++++ Listing

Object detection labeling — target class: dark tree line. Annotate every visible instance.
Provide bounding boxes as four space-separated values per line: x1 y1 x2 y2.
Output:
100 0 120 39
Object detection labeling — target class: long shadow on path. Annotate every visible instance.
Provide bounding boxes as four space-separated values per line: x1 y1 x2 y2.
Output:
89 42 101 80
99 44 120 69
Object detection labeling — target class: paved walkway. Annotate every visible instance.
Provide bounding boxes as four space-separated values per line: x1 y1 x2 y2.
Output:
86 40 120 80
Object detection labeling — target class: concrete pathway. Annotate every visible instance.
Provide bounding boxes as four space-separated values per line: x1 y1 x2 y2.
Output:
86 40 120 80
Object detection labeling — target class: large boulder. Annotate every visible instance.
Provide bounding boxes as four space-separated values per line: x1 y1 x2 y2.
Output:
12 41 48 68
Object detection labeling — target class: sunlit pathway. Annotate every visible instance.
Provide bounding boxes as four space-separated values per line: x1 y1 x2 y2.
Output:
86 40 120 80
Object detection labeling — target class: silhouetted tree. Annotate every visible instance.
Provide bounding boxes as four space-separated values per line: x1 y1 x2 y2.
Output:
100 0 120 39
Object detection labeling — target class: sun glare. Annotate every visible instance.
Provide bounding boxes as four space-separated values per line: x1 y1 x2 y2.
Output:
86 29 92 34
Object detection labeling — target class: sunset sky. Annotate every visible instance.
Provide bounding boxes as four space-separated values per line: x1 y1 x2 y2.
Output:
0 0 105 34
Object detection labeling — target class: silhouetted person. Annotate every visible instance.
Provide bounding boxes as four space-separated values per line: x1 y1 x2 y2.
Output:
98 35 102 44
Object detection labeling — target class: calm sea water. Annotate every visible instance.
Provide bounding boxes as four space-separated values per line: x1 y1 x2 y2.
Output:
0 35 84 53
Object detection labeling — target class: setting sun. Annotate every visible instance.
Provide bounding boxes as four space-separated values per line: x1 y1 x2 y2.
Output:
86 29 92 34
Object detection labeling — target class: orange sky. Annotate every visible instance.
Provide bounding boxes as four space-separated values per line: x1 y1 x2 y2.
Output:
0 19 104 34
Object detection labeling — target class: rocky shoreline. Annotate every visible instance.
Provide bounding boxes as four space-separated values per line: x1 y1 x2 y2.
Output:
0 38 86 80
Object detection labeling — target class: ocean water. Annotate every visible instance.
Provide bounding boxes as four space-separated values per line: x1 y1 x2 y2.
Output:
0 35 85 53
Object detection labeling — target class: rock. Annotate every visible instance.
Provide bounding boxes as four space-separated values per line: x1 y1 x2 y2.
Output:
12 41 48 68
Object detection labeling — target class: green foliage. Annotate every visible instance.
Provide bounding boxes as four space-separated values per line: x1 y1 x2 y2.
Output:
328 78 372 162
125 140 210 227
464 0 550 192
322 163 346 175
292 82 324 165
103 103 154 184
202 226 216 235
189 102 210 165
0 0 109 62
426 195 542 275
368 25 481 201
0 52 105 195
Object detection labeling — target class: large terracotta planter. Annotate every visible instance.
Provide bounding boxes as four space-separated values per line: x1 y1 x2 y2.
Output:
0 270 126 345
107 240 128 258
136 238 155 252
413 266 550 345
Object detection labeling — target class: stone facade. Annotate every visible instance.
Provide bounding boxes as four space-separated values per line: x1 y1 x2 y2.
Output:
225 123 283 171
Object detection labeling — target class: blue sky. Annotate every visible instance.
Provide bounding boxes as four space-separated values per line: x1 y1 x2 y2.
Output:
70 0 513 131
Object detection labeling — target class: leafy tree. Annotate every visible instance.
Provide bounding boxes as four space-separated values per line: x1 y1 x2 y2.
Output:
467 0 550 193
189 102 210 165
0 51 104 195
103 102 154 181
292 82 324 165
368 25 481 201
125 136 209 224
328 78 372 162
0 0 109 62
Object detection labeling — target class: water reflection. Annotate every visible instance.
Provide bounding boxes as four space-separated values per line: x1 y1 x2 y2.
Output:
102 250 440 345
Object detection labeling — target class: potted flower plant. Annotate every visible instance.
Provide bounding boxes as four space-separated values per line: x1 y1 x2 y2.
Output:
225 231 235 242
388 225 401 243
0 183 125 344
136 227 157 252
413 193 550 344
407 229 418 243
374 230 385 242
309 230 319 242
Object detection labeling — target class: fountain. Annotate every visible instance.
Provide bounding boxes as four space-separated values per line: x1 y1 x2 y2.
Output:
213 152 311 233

++++++++

[What this task involves] Recast all the items above as a two-column Markdown table, with the row number under "Row" and each line under "Text". Leave out blank lines.

[Output for this exercise]
| Row | Text |
|---|---|
| 1 | Object detection labeling — target class: dark tree line. Annotate every visible instance. |
| 2 | Provide bounding boxes as four space-separated values per line: x1 y1 x2 y2. |
| 3 | Output: |
| 4 | 100 0 120 39 |
| 5 | Object detection labeling — target class: long shadow on path. Annotate every visible instance. |
| 6 | Provide bounding boxes as four space-separated values per line: x1 y1 x2 y2. |
| 7 | Output: |
| 8 | 89 42 101 80 |
| 9 | 99 44 120 69 |
| 10 | Object detection labeling — target class: paved walkway. Annotate every visible instance. |
| 11 | Provide bounding boxes as four space-separated values per line: x1 y1 x2 y2. |
| 12 | Output: |
| 13 | 86 40 120 80 |
| 14 | Object detection labeling — target class: concrete pathway. Annotate every visible instance. |
| 15 | Provide bounding boxes as four space-separated values per line: x1 y1 x2 y2. |
| 16 | Output: |
| 17 | 86 40 120 80 |
| 18 | Object detection labeling — target class: large boulder. Annotate every visible instance. |
| 19 | Provide bounding boxes as four space-separated values per line: x1 y1 x2 y2. |
| 20 | Output: |
| 21 | 12 41 48 68 |
| 22 | Object detection labeling — target class: sunlit pathway. Annotate every visible instance. |
| 23 | Provide bounding boxes as four space-separated values per line: x1 y1 x2 y2. |
| 24 | Output: |
| 25 | 86 40 120 80 |
| 26 | Object detection labeling — target class: silhouetted tree. Annotate every visible instance. |
| 27 | Provide bounding boxes as four space-separated values per line: x1 y1 x2 y2. |
| 28 | Output: |
| 29 | 100 0 120 39 |
| 30 | Object detection labeling — target class: sun glare. Annotate every visible instance. |
| 31 | Provide bounding boxes as four space-separated values per line: x1 y1 x2 y2. |
| 32 | Output: |
| 33 | 86 29 92 34 |
| 34 | Object detection labeling — target class: sunset sky. Annotate every visible instance. |
| 35 | Provide bounding boxes as four space-separated values per line: x1 y1 x2 y2. |
| 36 | Output: |
| 37 | 0 0 105 34 |
| 38 | Object detection labeling — target class: silhouetted person. Annotate every visible instance. |
| 39 | Provide bounding boxes as four space-separated values per line: x1 y1 x2 y2. |
| 40 | Output: |
| 41 | 98 35 102 44 |
| 42 | Object detection labeling — target class: calm sea water. Annotate every visible instance. |
| 43 | Provide bounding boxes as four space-separated values per line: x1 y1 x2 y2. |
| 44 | Output: |
| 45 | 0 35 84 53 |
| 46 | Object detection labeling — target class: setting sun. Annotate every visible instance. |
| 47 | Provide bounding boxes as four space-separated values per line: x1 y1 x2 y2. |
| 48 | Output: |
| 49 | 86 29 92 34 |
| 50 | Object detection labeling — target class: orange sky. Annotate every visible instance. |
| 51 | Provide bounding boxes as four space-separated values per line: x1 y1 x2 y2. |
| 52 | Output: |
| 53 | 0 19 104 34 |
| 54 | Object detection labeling — target class: rocky shoreline. Annotate every visible instance. |
| 55 | Provide bounding boxes as four space-separated values per line: x1 y1 x2 y2. |
| 56 | Output: |
| 57 | 0 38 86 80 |
| 58 | Object detection labeling — target class: ocean water. Annotate every visible instance. |
| 59 | Provide bounding boxes as four space-separated values per line: x1 y1 x2 y2. |
| 60 | Output: |
| 61 | 0 35 85 53 |
| 62 | Object detection labeling — target class: rock. Annotate every visible instance. |
| 63 | Provide bounding boxes as four space-separated values per line: x1 y1 x2 y2. |
| 64 | Output: |
| 65 | 12 41 48 68 |
| 66 | Object detection labeling — target class: green foliage. Annotate every visible instance. |
| 67 | Provide bounding boxes as four space-separated values per line: x1 y1 x2 y2. |
| 68 | Output: |
| 69 | 328 78 372 162 |
| 70 | 125 140 210 227 |
| 71 | 464 0 550 192 |
| 72 | 322 163 346 175 |
| 73 | 292 82 324 165 |
| 74 | 103 103 154 184 |
| 75 | 202 226 216 235 |
| 76 | 189 102 210 165 |
| 77 | 0 0 109 62 |
| 78 | 426 195 542 275 |
| 79 | 368 25 481 201 |
| 80 | 0 52 105 195 |
| 81 | Object detection labeling — target class: large terracotta planter. Annotate every visible instance. |
| 82 | Provide bounding boxes as four space-separated values per line: x1 y1 x2 y2. |
| 83 | Output: |
| 84 | 0 270 126 345 |
| 85 | 107 240 128 258 |
| 86 | 136 238 155 252 |
| 87 | 413 266 550 345 |
| 88 | Object detection labeling — target class: stone facade. Annotate every visible instance. |
| 89 | Provide bounding boxes as four space-separated values per line: x1 y1 x2 y2. |
| 90 | Output: |
| 91 | 225 123 283 171 |
| 92 | Object detection labeling — target class: blue sky. Annotate every visible instance. |
| 93 | Provide bounding boxes as four space-separated values per line: x1 y1 x2 y2. |
| 94 | Output: |
| 95 | 70 0 513 131 |
| 96 | Object detection labeling — target class: leafy tree. Annotate every visible instance. |
| 97 | Provide bounding boxes as four space-separated values per line: x1 y1 x2 y2. |
| 98 | Output: |
| 99 | 467 0 550 193 |
| 100 | 189 102 210 165 |
| 101 | 0 51 104 195 |
| 102 | 103 102 154 181 |
| 103 | 292 82 324 165 |
| 104 | 368 25 481 201 |
| 105 | 125 136 209 224 |
| 106 | 328 78 372 162 |
| 107 | 0 0 109 62 |
| 108 | Object detection labeling — target class: water reflection. Annotate every visible instance. |
| 109 | Provide bounding boxes as four space-separated values per line: x1 y1 x2 y2. |
| 110 | Output: |
| 111 | 102 250 440 345 |
| 112 | Object detection labeling — target class: potted flower plant. Annotate every visible instance. |
| 113 | Provide bounding boxes as four space-separated values per line: x1 y1 x2 y2. |
| 114 | Output: |
| 115 | 225 231 235 242 |
| 116 | 388 225 401 243 |
| 117 | 0 183 125 344 |
| 118 | 136 227 157 252 |
| 119 | 413 193 550 344 |
| 120 | 407 229 418 243 |
| 121 | 374 230 385 242 |
| 122 | 309 230 319 242 |
| 123 | Object detection labeling — target class: fountain. Annotate every visible instance. |
| 124 | Provide bounding boxes as four space-separated values per line: x1 y1 x2 y2. |
| 125 | Output: |
| 126 | 213 152 311 233 |